Problem requirements -
Write out the material below exactly, with no line missing.
※
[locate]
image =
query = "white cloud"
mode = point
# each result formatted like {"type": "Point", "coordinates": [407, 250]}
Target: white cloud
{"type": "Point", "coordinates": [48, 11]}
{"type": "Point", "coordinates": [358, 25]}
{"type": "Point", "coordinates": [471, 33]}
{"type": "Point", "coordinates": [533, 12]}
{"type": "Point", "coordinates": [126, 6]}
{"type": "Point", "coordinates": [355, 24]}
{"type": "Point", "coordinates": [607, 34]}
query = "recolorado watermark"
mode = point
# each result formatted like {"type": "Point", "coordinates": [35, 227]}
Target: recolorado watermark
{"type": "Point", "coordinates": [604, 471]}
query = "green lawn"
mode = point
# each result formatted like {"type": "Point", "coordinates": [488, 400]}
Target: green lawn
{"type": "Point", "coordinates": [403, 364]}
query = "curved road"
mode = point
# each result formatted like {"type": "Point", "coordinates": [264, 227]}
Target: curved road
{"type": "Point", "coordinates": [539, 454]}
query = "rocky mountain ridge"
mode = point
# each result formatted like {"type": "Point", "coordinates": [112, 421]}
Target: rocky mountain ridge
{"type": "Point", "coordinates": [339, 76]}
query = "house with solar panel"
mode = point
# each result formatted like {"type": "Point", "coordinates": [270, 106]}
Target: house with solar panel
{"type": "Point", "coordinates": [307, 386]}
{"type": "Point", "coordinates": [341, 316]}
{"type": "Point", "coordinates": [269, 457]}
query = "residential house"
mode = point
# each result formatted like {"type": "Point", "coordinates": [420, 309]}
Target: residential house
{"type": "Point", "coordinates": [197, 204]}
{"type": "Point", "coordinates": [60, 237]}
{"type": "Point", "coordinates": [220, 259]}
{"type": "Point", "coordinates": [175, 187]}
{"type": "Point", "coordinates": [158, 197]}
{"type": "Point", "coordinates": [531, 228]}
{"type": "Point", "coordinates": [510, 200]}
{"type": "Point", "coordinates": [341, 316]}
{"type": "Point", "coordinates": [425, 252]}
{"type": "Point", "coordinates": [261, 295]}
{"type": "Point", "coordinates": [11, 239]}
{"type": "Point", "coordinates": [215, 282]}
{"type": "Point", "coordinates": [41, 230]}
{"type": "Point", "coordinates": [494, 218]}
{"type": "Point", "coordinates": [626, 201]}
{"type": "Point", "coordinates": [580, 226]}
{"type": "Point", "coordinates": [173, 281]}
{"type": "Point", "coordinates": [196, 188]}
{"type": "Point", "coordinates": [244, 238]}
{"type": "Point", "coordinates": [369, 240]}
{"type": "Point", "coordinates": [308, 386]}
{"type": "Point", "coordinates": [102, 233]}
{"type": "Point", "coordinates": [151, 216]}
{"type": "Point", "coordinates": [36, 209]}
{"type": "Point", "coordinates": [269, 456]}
※
Your response -
[locate]
image =
query = "white cloud"
mode = point
# each result formatted like {"type": "Point", "coordinates": [407, 250]}
Target: white cloud
{"type": "Point", "coordinates": [48, 11]}
{"type": "Point", "coordinates": [358, 25]}
{"type": "Point", "coordinates": [471, 33]}
{"type": "Point", "coordinates": [533, 12]}
{"type": "Point", "coordinates": [126, 6]}
{"type": "Point", "coordinates": [355, 24]}
{"type": "Point", "coordinates": [607, 34]}
query = "recolorado watermark"
mode = point
# each result formatted like {"type": "Point", "coordinates": [35, 227]}
Target: recolorado watermark
{"type": "Point", "coordinates": [604, 471]}
query = "green lawn"
mode = point
# each result formatted like {"type": "Point", "coordinates": [488, 400]}
Target: green lawn
{"type": "Point", "coordinates": [403, 364]}
query = "curved road"
mode = point
# each result formatted like {"type": "Point", "coordinates": [264, 227]}
Target: curved road
{"type": "Point", "coordinates": [539, 454]}
query = "rocky mountain ridge"
mode = point
# each result formatted like {"type": "Point", "coordinates": [112, 421]}
Target: rocky mountain ridge
{"type": "Point", "coordinates": [339, 76]}
query = "house with solar panel"
mode = point
# each result formatted like {"type": "Point", "coordinates": [270, 106]}
Target: house with solar panel
{"type": "Point", "coordinates": [307, 386]}
{"type": "Point", "coordinates": [341, 316]}
{"type": "Point", "coordinates": [269, 457]}
query = "residential house"
mode = point
# each result formatted like {"type": "Point", "coordinates": [420, 309]}
Target: residential house
{"type": "Point", "coordinates": [197, 204]}
{"type": "Point", "coordinates": [60, 237]}
{"type": "Point", "coordinates": [220, 259]}
{"type": "Point", "coordinates": [175, 187]}
{"type": "Point", "coordinates": [158, 197]}
{"type": "Point", "coordinates": [531, 228]}
{"type": "Point", "coordinates": [510, 200]}
{"type": "Point", "coordinates": [341, 316]}
{"type": "Point", "coordinates": [425, 252]}
{"type": "Point", "coordinates": [261, 295]}
{"type": "Point", "coordinates": [11, 239]}
{"type": "Point", "coordinates": [215, 282]}
{"type": "Point", "coordinates": [41, 230]}
{"type": "Point", "coordinates": [494, 218]}
{"type": "Point", "coordinates": [626, 201]}
{"type": "Point", "coordinates": [580, 226]}
{"type": "Point", "coordinates": [173, 281]}
{"type": "Point", "coordinates": [196, 188]}
{"type": "Point", "coordinates": [244, 238]}
{"type": "Point", "coordinates": [369, 240]}
{"type": "Point", "coordinates": [308, 386]}
{"type": "Point", "coordinates": [102, 233]}
{"type": "Point", "coordinates": [151, 216]}
{"type": "Point", "coordinates": [36, 209]}
{"type": "Point", "coordinates": [269, 456]}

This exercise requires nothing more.